§ **Directions for this task**: Rewrite everything from the line containing "like x=268, y=262." down to the line containing "x=355, y=257", changing "front entry stoop" to "front porch steps" and leaving all else unchanged.

Recorded data:
============

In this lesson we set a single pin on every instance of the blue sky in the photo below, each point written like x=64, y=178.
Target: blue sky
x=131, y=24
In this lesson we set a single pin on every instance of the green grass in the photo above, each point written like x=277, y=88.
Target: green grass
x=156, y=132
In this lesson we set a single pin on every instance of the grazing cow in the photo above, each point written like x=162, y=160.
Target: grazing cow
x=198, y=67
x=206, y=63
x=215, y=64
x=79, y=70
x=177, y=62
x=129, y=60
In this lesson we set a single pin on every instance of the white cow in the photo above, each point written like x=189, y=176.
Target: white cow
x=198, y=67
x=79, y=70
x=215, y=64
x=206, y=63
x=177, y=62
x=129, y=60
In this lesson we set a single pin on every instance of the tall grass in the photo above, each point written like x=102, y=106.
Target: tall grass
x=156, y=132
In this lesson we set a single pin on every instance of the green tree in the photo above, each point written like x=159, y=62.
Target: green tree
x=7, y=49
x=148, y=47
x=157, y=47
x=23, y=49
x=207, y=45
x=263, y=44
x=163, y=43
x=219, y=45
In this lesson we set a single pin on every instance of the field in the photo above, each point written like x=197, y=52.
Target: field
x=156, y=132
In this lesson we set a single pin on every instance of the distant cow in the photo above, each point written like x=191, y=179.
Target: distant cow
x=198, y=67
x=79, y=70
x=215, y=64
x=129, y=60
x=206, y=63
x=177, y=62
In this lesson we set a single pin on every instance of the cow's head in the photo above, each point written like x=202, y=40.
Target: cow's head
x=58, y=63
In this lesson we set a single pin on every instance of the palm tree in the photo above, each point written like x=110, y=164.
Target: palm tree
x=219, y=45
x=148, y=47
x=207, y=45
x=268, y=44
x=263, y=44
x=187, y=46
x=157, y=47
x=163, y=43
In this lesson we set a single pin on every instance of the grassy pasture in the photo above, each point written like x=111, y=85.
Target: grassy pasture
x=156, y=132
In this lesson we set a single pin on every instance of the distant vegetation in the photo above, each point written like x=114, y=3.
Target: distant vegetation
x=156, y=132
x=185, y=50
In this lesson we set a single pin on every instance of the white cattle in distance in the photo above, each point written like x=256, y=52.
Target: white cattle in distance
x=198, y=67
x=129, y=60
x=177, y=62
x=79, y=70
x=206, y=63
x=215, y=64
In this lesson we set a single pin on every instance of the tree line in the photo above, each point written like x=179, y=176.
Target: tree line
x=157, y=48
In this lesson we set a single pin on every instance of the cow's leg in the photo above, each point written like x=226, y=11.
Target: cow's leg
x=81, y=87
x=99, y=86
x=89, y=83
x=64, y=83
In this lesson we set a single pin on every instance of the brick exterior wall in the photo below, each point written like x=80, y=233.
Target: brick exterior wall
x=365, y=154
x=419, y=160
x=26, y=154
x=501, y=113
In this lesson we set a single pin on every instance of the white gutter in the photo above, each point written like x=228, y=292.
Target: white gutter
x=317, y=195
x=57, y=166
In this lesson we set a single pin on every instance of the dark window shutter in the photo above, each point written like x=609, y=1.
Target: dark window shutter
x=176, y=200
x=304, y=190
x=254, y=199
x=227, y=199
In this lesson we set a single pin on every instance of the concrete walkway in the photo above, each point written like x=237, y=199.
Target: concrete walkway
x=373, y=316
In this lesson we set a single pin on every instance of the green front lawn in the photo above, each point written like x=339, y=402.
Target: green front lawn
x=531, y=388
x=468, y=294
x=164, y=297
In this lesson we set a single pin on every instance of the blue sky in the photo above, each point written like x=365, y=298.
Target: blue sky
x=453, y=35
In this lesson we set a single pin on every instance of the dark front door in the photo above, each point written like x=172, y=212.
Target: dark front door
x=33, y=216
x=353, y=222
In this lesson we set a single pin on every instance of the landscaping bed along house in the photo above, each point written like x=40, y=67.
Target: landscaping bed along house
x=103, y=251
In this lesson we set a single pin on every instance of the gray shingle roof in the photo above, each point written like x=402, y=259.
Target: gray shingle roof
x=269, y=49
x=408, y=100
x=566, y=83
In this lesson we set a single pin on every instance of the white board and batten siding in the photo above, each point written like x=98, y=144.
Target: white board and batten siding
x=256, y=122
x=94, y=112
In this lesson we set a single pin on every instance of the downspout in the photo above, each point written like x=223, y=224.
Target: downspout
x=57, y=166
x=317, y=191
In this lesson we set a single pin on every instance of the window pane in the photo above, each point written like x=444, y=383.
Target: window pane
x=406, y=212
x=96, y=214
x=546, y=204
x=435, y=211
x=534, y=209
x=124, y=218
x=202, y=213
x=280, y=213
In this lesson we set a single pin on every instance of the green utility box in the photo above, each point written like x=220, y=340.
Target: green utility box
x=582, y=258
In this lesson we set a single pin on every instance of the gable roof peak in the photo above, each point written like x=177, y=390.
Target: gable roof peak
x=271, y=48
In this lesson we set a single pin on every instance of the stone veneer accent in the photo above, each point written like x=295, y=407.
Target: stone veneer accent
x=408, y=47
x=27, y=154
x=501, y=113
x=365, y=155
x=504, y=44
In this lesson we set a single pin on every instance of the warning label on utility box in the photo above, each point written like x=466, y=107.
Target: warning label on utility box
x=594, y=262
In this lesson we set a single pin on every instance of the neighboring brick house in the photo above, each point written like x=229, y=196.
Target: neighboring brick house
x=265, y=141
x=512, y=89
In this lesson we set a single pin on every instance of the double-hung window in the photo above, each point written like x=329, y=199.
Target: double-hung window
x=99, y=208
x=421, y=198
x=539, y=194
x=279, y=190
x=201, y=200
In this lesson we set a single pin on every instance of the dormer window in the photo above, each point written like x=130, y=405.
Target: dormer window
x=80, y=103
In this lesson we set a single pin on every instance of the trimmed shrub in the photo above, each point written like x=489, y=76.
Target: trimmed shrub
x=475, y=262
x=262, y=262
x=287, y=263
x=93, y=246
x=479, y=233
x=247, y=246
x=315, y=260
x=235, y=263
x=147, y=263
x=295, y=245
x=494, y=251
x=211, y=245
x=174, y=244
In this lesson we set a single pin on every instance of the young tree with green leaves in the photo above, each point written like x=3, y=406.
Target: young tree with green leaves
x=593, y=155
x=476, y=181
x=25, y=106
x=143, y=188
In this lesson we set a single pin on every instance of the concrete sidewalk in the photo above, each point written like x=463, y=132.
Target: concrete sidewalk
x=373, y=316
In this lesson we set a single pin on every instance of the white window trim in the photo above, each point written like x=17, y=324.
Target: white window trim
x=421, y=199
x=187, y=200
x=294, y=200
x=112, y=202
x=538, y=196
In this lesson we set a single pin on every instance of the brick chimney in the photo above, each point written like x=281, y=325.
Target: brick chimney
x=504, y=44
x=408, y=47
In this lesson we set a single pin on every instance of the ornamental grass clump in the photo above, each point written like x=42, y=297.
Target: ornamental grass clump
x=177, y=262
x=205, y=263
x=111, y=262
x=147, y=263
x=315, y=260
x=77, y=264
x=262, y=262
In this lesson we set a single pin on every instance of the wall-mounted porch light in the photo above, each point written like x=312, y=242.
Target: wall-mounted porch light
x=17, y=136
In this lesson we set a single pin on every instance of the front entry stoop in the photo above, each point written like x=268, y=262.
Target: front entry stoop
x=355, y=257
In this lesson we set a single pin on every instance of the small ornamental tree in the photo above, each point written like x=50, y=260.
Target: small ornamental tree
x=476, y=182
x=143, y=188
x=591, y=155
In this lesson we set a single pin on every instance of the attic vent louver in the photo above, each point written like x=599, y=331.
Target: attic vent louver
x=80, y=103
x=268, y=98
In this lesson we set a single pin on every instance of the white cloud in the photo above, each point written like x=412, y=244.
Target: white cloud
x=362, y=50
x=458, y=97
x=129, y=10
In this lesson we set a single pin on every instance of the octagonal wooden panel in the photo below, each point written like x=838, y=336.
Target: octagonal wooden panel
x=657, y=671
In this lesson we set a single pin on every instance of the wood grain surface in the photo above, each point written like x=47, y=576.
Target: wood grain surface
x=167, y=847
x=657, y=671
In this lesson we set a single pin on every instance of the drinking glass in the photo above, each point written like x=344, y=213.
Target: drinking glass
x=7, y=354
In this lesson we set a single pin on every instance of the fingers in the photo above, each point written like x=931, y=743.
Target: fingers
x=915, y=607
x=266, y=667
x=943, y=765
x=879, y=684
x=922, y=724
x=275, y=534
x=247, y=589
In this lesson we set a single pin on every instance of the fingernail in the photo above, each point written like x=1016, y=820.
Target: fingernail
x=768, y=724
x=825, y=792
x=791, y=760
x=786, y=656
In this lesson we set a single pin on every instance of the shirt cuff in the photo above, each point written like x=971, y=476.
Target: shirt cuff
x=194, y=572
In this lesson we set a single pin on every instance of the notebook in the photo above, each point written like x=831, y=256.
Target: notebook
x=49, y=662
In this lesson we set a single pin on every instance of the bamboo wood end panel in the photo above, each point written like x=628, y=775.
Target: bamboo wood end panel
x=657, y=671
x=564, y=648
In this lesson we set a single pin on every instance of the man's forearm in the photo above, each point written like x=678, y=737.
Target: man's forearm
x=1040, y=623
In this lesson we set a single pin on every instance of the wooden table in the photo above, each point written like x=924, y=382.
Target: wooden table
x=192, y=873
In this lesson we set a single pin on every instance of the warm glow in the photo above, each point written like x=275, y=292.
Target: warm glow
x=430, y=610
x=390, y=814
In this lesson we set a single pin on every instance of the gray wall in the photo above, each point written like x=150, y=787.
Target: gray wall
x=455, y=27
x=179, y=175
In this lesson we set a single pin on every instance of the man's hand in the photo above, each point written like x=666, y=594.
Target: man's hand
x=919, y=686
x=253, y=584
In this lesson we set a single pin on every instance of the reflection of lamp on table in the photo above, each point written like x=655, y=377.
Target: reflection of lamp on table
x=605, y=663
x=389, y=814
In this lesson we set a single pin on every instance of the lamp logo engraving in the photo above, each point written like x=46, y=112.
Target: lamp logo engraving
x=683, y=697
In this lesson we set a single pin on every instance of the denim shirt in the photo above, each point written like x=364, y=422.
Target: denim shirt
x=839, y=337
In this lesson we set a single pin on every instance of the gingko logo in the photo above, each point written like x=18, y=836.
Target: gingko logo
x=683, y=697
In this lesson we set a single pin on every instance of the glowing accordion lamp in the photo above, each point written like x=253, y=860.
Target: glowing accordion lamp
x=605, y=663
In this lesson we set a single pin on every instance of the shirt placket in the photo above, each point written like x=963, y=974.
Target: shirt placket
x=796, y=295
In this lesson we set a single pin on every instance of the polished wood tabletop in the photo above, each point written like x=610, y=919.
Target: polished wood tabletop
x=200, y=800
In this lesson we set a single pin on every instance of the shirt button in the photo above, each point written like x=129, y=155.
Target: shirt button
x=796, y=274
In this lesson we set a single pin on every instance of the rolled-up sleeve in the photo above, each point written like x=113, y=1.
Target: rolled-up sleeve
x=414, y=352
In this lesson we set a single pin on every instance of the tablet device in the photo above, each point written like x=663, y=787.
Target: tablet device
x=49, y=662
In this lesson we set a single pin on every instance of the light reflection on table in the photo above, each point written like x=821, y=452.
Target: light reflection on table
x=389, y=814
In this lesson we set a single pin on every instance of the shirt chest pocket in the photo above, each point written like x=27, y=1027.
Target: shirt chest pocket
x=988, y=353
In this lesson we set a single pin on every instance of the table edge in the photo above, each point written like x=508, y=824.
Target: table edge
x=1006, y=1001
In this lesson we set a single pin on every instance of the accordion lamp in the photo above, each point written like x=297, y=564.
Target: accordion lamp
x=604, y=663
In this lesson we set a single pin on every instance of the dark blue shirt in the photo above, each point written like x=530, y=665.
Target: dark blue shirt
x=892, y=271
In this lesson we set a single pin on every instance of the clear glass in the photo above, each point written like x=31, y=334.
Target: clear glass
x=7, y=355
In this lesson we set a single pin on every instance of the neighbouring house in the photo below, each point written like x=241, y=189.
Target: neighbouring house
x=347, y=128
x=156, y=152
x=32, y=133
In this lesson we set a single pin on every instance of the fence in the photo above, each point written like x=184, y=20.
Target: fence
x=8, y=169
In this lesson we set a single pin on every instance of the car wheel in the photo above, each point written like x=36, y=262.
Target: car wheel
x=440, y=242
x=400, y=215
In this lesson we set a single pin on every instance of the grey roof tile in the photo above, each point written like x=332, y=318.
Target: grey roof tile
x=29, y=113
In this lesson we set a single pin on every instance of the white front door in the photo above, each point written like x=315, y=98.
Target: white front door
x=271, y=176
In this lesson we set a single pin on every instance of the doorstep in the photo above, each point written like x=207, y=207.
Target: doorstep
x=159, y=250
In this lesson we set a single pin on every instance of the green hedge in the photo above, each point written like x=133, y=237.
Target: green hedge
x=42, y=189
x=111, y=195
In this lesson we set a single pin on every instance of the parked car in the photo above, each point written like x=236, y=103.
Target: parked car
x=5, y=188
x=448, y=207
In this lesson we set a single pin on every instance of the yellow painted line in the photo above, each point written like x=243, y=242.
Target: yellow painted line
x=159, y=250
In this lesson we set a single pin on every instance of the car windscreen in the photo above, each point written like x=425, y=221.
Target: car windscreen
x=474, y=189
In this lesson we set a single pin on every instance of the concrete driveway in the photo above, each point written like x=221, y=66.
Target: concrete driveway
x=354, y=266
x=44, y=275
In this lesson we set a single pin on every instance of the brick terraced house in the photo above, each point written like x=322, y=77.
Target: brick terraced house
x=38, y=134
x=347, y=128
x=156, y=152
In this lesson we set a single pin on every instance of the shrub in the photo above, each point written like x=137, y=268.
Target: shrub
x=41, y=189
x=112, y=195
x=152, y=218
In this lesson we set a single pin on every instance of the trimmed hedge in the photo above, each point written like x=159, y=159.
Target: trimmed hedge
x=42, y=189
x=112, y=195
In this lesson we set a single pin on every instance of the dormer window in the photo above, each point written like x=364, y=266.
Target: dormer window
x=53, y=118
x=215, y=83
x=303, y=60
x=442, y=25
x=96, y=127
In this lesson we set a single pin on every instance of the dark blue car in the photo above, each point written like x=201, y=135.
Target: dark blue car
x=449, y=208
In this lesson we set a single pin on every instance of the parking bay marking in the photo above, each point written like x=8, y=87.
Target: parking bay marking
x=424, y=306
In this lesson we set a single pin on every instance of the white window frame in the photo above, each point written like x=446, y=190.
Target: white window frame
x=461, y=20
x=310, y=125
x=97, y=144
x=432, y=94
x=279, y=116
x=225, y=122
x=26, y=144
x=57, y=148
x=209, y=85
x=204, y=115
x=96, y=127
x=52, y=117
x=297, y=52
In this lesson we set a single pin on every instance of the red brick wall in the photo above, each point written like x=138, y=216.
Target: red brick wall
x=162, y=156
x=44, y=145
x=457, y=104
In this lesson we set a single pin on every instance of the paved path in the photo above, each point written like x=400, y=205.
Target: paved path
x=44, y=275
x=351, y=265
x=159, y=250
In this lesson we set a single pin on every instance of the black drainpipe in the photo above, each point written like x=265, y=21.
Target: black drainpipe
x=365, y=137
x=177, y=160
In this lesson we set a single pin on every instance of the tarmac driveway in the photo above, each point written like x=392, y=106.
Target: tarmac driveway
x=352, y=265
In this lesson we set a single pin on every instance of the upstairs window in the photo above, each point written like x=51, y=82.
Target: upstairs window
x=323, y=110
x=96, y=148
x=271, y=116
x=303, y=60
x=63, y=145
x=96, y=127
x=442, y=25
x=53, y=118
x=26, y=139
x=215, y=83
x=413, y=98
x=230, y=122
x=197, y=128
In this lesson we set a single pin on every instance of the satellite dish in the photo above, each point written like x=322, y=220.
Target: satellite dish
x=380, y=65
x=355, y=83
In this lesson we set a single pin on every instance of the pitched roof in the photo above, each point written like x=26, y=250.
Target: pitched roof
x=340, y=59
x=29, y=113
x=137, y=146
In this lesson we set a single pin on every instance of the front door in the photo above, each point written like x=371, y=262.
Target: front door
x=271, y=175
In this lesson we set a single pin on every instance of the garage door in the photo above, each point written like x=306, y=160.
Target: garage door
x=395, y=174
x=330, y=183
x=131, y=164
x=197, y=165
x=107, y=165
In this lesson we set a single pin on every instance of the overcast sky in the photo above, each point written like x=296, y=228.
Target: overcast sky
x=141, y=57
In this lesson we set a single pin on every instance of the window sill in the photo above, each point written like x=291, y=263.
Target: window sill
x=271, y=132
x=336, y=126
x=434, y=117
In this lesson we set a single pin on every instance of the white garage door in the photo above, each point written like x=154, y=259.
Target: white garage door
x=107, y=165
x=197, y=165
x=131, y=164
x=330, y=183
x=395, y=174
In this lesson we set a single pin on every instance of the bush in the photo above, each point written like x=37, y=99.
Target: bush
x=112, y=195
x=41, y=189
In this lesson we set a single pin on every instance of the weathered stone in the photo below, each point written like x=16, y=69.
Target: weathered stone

============

§ **Response to the task**:
In this lesson we set a single pin on every instance of the front porch steps in the photo above, each point written like x=268, y=262.
Target: front porch steps
x=355, y=257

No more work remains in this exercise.